→ WHAT YOU HAVE TO DO
Can you format every line below as a JSON list of strings, one string per line, with blank lines left out?
>> Begin EXTRACTED MATERIAL
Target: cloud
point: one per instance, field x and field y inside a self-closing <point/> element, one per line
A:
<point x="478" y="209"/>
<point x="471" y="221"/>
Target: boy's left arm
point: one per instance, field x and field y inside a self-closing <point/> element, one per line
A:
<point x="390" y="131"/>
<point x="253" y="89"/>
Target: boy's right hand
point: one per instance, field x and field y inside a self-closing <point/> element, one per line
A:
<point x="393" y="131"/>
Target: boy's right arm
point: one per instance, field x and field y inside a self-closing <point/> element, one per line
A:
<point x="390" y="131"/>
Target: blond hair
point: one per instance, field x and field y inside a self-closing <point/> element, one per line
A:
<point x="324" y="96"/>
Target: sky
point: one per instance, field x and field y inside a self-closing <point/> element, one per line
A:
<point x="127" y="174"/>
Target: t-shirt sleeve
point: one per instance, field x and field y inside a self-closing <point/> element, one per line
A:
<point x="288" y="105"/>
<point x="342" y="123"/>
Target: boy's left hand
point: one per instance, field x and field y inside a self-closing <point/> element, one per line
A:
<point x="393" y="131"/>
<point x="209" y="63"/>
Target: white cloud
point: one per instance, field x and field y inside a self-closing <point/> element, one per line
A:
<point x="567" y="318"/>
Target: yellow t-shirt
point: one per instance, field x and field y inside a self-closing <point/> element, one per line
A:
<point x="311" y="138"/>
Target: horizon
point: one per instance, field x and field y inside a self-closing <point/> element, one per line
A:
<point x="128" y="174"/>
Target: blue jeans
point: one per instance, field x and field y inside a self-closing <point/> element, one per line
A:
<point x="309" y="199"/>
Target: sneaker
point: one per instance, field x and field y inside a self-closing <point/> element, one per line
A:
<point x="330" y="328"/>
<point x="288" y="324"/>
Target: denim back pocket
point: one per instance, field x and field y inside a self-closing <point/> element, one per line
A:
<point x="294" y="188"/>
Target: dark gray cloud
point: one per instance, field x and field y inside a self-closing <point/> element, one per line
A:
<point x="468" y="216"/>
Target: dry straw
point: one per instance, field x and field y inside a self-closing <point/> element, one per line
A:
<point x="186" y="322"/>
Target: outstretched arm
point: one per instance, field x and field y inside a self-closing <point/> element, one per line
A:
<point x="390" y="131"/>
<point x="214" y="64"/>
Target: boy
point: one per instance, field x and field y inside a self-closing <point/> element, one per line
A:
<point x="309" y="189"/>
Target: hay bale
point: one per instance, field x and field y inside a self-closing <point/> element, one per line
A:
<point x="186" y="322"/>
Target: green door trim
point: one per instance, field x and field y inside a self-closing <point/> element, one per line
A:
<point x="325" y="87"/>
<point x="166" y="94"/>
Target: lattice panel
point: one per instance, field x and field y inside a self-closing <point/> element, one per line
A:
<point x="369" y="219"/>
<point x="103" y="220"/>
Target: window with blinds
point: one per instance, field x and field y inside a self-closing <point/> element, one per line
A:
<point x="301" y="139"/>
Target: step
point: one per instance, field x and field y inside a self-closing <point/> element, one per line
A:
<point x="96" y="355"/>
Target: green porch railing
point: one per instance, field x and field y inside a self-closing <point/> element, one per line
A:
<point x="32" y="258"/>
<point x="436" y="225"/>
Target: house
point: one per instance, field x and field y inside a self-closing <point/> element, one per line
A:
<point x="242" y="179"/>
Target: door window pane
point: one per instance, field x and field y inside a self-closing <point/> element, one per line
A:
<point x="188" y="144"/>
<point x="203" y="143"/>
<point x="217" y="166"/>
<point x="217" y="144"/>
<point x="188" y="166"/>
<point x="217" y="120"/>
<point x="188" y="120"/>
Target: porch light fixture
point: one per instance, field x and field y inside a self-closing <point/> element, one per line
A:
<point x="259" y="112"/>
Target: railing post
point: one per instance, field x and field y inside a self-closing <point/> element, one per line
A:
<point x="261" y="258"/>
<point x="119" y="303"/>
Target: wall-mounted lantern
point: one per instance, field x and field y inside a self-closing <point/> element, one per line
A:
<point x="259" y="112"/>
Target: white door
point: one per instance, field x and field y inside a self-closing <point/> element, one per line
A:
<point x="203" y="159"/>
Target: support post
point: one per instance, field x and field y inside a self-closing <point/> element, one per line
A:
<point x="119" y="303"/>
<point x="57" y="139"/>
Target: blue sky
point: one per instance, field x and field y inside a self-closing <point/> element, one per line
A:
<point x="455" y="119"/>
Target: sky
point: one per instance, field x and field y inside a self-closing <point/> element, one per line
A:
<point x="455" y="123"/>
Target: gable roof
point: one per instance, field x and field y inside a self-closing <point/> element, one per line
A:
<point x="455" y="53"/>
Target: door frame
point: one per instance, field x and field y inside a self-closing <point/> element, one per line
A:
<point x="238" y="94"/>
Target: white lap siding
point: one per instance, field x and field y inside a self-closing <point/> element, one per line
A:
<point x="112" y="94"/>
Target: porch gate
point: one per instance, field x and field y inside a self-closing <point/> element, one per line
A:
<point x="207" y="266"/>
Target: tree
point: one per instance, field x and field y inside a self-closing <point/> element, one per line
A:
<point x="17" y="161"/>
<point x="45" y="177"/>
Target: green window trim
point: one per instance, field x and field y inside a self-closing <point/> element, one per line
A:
>> End EXTRACTED MATERIAL
→ TASK SOLUTION
[
  "Target: cloud",
  "point: one per instance, field x and field y inside a self-closing <point/> element, one per line",
  "A:",
  "<point x=\"478\" y=\"209\"/>",
  "<point x=\"471\" y=\"221\"/>",
  "Target: boy's left arm",
  "point: one per instance, field x and field y inside a self-closing <point/> element, one per line",
  "A:",
  "<point x=\"390\" y=\"131\"/>",
  "<point x=\"253\" y=\"89\"/>",
  "Target: boy's right hand",
  "point: one per instance, field x and field y inside a self-closing <point/> element, one per line",
  "A:",
  "<point x=\"393\" y=\"131\"/>",
  "Target: boy's right arm",
  "point: one per instance, field x and field y inside a self-closing <point/> element, one per line",
  "A:",
  "<point x=\"390\" y=\"131\"/>",
  "Target: blond hair",
  "point: one per instance, field x and field y inside a self-closing <point/> element, one per line",
  "A:",
  "<point x=\"324\" y=\"96\"/>",
  "Target: sky",
  "point: one per instance, field x and field y inside a self-closing <point/> element, one per line",
  "A:",
  "<point x=\"127\" y=\"174\"/>",
  "Target: t-shirt sleeve",
  "point: one per instance, field x and field y inside a self-closing <point/> element, one per line",
  "A:",
  "<point x=\"288\" y=\"105\"/>",
  "<point x=\"342\" y=\"123\"/>",
  "Target: boy's left hand",
  "point: one per instance, field x and field y inside a self-closing <point/> element, one per line",
  "A:",
  "<point x=\"393\" y=\"131\"/>",
  "<point x=\"209\" y=\"63\"/>",
  "Target: white cloud",
  "point: one per instance, field x and field y inside a self-closing <point/> element, one per line",
  "A:",
  "<point x=\"567\" y=\"318\"/>",
  "Target: yellow t-shirt",
  "point: one per instance, field x and field y inside a self-closing <point/> element, one per line",
  "A:",
  "<point x=\"311\" y=\"138\"/>",
  "Target: horizon",
  "point: one per instance, field x and field y inside a self-closing <point/> element, one per line",
  "A:",
  "<point x=\"128\" y=\"174\"/>",
  "Target: blue jeans",
  "point: one per instance, field x and field y inside a self-closing <point/> element, one per line",
  "A:",
  "<point x=\"309\" y=\"199\"/>",
  "Target: sneaker",
  "point: one per instance, field x and field y inside a self-closing <point/> element, one per line",
  "A:",
  "<point x=\"330\" y=\"328\"/>",
  "<point x=\"288\" y=\"324\"/>",
  "Target: denim back pocket",
  "point: one per instance, field x and field y inside a self-closing <point/> element, one per line",
  "A:",
  "<point x=\"294\" y=\"188\"/>",
  "Target: dark gray cloud",
  "point: one per instance, field x and field y inside a self-closing <point/> element, one per line",
  "A:",
  "<point x=\"468\" y=\"216\"/>",
  "Target: dry straw",
  "point: one per instance, field x and field y inside a self-closing <point/> element, one per line",
  "A:",
  "<point x=\"186\" y=\"322\"/>",
  "Target: outstretched arm",
  "point: one per instance, field x and field y inside a self-closing <point/> element, one per line",
  "A:",
  "<point x=\"390\" y=\"131\"/>",
  "<point x=\"214\" y=\"64\"/>",
  "Target: boy",
  "point: one per instance, field x and field y inside a self-closing <point/> element, one per line",
  "A:",
  "<point x=\"309\" y=\"189\"/>",
  "Target: hay bale",
  "point: one per instance, field x and field y inside a self-closing <point/> element, one per line",
  "A:",
  "<point x=\"186\" y=\"322\"/>",
  "Target: green door trim",
  "point: one per instance, field x and field y inside a self-closing <point/> element, one per line",
  "A:",
  "<point x=\"325\" y=\"87\"/>",
  "<point x=\"166\" y=\"94\"/>",
  "Target: lattice panel",
  "point: one per instance, field x and field y inside a self-closing <point/> element, one per line",
  "A:",
  "<point x=\"369\" y=\"219\"/>",
  "<point x=\"103\" y=\"220\"/>",
  "Target: window with blinds",
  "point: one per instance, field x and field y inside a self-closing <point/> element, one per line",
  "A:",
  "<point x=\"301\" y=\"139\"/>",
  "Target: step",
  "point: one per instance, field x and field y inside a self-closing <point/> element, one per line",
  "A:",
  "<point x=\"96\" y=\"355\"/>",
  "Target: green porch railing",
  "point: one per instance, field x and field y inside a self-closing <point/> element, one per line",
  "A:",
  "<point x=\"32\" y=\"258\"/>",
  "<point x=\"436\" y=\"225\"/>",
  "Target: house",
  "point: one per instance, field x and field y inside a self-closing <point/> element, one per line",
  "A:",
  "<point x=\"242\" y=\"179\"/>",
  "Target: door window pane",
  "point: one per instance, field x and field y inside a self-closing <point/> element, one per line",
  "A:",
  "<point x=\"188\" y=\"144\"/>",
  "<point x=\"203\" y=\"143\"/>",
  "<point x=\"217\" y=\"166\"/>",
  "<point x=\"217\" y=\"144\"/>",
  "<point x=\"188\" y=\"166\"/>",
  "<point x=\"217\" y=\"120\"/>",
  "<point x=\"188\" y=\"120\"/>",
  "Target: porch light fixture",
  "point: one per instance, field x and field y inside a self-closing <point/> element, one per line",
  "A:",
  "<point x=\"259\" y=\"112\"/>",
  "Target: railing post",
  "point: one per instance, field x and field y inside a self-closing <point/> element, one per line",
  "A:",
  "<point x=\"261\" y=\"258\"/>",
  "<point x=\"119\" y=\"303\"/>",
  "Target: wall-mounted lantern",
  "point: one per instance, field x and field y inside a self-closing <point/> element, one per line",
  "A:",
  "<point x=\"259\" y=\"112\"/>",
  "Target: white door",
  "point: one per instance, field x and field y inside a self-closing <point/> element, one per line",
  "A:",
  "<point x=\"203\" y=\"159\"/>",
  "Target: support post",
  "point: one per instance, field x and field y inside a self-closing <point/> element, one per line",
  "A:",
  "<point x=\"119\" y=\"303\"/>",
  "<point x=\"57\" y=\"139\"/>",
  "Target: blue sky",
  "point: one per instance, field x and field y inside a self-closing <point/> element, one per line",
  "A:",
  "<point x=\"455\" y=\"119\"/>",
  "Target: sky",
  "point: one per instance, field x and field y inside a self-closing <point/> element, one per line",
  "A:",
  "<point x=\"455\" y=\"123\"/>",
  "Target: gable roof",
  "point: one per instance, field x and field y inside a self-closing <point/> element, one per line",
  "A:",
  "<point x=\"455\" y=\"53\"/>",
  "Target: door frame",
  "point: one per instance, field x and field y inside a self-closing <point/> element, one per line",
  "A:",
  "<point x=\"238\" y=\"94\"/>",
  "Target: white lap siding",
  "point: one per instance, field x and field y inside a self-closing <point/> element, one per line",
  "A:",
  "<point x=\"112\" y=\"94\"/>",
  "Target: porch gate",
  "point: one per instance, field x and field y inside a self-closing <point/> element, one per line",
  "A:",
  "<point x=\"207\" y=\"266\"/>",
  "Target: tree",
  "point: one per instance, field x and field y inside a self-closing <point/> element, one per line",
  "A:",
  "<point x=\"17\" y=\"161\"/>",
  "<point x=\"45\" y=\"177\"/>",
  "Target: green window trim",
  "point: one per instance, field x and field y inside a self-closing <point/> element, one per line",
  "A:"
]